Referring expression pointing data:
*****

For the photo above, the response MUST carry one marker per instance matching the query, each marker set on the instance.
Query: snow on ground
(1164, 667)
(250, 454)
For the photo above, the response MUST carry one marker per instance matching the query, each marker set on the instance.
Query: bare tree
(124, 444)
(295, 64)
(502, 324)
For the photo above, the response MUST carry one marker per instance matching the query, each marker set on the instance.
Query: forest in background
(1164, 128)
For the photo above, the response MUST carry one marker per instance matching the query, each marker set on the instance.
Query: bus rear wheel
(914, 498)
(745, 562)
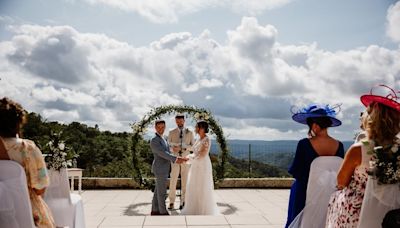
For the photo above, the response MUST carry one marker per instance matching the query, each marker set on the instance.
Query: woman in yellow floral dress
(26, 153)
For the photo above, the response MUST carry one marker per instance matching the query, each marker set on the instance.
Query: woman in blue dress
(318, 118)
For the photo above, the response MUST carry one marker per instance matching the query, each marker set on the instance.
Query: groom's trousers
(160, 194)
(175, 169)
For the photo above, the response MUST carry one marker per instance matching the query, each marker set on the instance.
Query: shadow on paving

*****

Brief: Reproduce exactly the lines from the one containing "Query: woman in blue dress" through the last line of the records, both included, and nothing else.

Result of the exercise:
Query: woman in blue dress
(318, 118)
For the photo above, the response MUST carry one marker per instance matching the query, each marker set on the instance.
Query: groom's trousers
(160, 194)
(175, 169)
For the photo above, the response MUST carry one marker per instance matching the query, each marker set on the instance.
Query: shadow on paving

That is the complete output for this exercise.